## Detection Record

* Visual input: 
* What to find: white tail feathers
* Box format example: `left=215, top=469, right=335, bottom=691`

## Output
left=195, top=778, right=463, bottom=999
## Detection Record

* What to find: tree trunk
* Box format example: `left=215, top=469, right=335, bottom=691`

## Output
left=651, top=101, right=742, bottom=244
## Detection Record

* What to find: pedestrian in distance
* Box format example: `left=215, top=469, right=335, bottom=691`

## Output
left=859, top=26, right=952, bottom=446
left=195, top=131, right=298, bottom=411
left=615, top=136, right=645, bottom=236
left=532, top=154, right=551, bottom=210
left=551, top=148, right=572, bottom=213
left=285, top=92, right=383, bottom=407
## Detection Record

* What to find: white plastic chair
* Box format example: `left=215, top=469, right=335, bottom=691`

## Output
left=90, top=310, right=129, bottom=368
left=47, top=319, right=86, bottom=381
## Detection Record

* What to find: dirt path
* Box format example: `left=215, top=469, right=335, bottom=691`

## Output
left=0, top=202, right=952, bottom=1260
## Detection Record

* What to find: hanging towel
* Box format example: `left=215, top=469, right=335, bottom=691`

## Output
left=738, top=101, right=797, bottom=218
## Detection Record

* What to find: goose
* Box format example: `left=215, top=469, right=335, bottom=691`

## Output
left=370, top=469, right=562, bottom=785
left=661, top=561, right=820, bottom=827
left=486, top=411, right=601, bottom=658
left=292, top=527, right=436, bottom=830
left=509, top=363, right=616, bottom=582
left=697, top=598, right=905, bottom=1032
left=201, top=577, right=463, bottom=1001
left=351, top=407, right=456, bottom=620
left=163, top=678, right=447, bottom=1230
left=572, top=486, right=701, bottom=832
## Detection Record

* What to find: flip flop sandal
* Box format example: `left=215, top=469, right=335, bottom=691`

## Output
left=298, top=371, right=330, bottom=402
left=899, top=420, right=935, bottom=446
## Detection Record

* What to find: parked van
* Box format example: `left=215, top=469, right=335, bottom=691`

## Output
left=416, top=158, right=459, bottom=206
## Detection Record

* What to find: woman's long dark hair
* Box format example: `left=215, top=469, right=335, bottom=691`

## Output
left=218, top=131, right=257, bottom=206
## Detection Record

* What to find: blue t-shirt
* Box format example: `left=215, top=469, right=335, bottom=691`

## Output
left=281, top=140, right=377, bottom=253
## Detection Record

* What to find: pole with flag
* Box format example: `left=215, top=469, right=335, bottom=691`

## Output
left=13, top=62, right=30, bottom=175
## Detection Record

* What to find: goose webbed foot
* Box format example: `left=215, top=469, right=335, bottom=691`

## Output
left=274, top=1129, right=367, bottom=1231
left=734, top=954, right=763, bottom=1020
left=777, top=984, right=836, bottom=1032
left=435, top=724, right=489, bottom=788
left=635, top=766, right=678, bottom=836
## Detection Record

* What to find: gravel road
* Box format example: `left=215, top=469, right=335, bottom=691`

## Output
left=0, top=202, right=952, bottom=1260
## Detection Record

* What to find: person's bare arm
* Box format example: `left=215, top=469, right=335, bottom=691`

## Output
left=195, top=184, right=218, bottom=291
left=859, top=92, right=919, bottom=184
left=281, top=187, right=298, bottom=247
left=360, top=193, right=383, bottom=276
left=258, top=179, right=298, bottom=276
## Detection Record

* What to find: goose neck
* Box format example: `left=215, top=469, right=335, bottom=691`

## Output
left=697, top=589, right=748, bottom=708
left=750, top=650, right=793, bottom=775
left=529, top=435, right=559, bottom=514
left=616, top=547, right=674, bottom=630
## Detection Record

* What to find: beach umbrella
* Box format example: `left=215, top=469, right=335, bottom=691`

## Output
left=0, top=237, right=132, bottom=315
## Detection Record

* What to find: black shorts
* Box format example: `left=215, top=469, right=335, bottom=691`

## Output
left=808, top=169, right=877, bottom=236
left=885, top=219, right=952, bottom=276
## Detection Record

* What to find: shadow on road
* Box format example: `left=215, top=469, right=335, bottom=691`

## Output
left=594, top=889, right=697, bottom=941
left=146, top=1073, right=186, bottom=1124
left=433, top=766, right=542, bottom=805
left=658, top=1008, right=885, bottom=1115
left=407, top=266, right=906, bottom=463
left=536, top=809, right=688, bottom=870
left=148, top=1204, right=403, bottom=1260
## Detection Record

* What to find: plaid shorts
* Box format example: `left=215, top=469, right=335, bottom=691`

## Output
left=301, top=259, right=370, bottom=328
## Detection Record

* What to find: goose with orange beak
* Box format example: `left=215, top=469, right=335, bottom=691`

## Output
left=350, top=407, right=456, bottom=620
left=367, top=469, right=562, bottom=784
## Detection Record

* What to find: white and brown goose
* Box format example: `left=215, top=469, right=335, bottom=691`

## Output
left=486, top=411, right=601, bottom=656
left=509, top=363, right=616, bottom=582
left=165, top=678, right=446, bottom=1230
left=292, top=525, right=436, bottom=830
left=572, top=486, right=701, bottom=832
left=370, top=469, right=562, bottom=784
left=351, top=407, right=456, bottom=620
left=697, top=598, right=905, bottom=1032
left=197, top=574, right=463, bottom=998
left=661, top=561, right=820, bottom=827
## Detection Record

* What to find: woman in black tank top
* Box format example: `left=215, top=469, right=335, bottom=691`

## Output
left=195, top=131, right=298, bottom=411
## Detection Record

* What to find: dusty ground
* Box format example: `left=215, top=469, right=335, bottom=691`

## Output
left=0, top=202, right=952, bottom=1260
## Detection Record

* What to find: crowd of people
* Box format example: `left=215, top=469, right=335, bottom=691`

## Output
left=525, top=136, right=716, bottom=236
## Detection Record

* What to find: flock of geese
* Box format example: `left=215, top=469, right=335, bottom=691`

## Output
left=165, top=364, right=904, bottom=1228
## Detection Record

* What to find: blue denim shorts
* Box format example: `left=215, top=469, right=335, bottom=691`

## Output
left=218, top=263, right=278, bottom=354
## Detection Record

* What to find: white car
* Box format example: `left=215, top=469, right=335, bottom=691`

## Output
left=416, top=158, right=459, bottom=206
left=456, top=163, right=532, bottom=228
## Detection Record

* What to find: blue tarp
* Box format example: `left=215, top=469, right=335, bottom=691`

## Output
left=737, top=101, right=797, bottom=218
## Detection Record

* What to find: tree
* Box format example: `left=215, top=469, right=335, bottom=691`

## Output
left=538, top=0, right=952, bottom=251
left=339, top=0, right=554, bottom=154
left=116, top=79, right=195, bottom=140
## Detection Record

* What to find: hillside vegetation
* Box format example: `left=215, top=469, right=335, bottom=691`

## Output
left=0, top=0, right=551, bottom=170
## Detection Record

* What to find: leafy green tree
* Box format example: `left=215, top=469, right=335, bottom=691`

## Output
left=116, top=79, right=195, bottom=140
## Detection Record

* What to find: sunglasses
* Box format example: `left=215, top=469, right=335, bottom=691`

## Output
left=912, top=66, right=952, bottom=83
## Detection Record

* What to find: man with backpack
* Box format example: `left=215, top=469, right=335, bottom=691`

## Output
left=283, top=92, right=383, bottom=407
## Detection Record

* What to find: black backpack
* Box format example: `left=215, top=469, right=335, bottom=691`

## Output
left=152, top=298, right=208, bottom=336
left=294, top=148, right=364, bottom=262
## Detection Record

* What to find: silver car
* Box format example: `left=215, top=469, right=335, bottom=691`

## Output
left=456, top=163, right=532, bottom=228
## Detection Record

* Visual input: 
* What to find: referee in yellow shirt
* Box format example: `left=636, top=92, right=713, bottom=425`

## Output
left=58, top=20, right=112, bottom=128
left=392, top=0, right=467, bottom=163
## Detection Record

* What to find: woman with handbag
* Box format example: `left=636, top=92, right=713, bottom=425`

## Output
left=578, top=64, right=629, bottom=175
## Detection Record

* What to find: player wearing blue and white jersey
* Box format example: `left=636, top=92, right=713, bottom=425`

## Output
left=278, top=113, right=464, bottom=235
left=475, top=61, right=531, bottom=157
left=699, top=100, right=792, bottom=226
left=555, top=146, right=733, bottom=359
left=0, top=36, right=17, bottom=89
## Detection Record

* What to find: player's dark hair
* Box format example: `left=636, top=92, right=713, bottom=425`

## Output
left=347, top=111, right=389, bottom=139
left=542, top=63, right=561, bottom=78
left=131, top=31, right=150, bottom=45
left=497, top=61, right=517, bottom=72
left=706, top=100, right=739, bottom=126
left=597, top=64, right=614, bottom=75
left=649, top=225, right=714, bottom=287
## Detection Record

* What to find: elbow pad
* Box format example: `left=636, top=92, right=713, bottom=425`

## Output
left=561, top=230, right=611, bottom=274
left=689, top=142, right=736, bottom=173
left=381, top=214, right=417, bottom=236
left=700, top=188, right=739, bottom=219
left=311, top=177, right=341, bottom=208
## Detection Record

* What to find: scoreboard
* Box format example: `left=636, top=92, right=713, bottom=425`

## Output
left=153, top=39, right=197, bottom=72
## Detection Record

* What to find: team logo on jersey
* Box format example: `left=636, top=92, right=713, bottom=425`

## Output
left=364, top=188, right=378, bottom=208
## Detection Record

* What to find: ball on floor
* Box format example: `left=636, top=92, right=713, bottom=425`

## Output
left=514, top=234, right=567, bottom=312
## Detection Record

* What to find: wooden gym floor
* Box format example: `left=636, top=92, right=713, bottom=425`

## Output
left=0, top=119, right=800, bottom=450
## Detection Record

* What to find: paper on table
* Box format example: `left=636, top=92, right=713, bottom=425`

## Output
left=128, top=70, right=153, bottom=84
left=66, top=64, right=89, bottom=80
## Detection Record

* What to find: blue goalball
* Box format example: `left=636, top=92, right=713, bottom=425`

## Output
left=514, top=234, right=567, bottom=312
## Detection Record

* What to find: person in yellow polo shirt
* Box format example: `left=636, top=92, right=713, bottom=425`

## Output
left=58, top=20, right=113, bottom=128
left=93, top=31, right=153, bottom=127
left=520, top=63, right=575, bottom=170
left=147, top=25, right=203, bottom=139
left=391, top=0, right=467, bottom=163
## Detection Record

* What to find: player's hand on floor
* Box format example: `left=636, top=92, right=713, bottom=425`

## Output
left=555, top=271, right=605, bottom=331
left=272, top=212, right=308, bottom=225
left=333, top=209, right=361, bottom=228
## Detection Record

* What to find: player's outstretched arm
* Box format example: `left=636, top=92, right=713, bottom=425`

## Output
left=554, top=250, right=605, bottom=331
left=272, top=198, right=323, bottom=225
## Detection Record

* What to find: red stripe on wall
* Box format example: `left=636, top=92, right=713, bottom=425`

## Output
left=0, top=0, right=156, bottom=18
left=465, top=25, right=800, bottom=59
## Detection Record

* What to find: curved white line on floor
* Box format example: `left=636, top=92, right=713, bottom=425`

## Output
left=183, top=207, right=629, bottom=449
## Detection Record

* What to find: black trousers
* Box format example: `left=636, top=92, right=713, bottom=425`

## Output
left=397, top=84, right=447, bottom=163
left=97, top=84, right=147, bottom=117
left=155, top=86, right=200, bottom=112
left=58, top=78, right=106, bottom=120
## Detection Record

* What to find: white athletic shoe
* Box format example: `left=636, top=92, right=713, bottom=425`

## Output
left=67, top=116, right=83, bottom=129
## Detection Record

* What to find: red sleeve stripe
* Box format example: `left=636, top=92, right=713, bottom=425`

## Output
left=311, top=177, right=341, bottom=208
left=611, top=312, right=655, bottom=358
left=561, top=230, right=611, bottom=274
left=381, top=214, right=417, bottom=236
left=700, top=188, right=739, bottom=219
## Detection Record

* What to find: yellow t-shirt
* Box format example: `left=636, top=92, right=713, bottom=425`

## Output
==================================================
### Your objective
How many lines in the items above contain the string "player", matching its case exactly? Reply with the number alone.

### Solution for this problem
4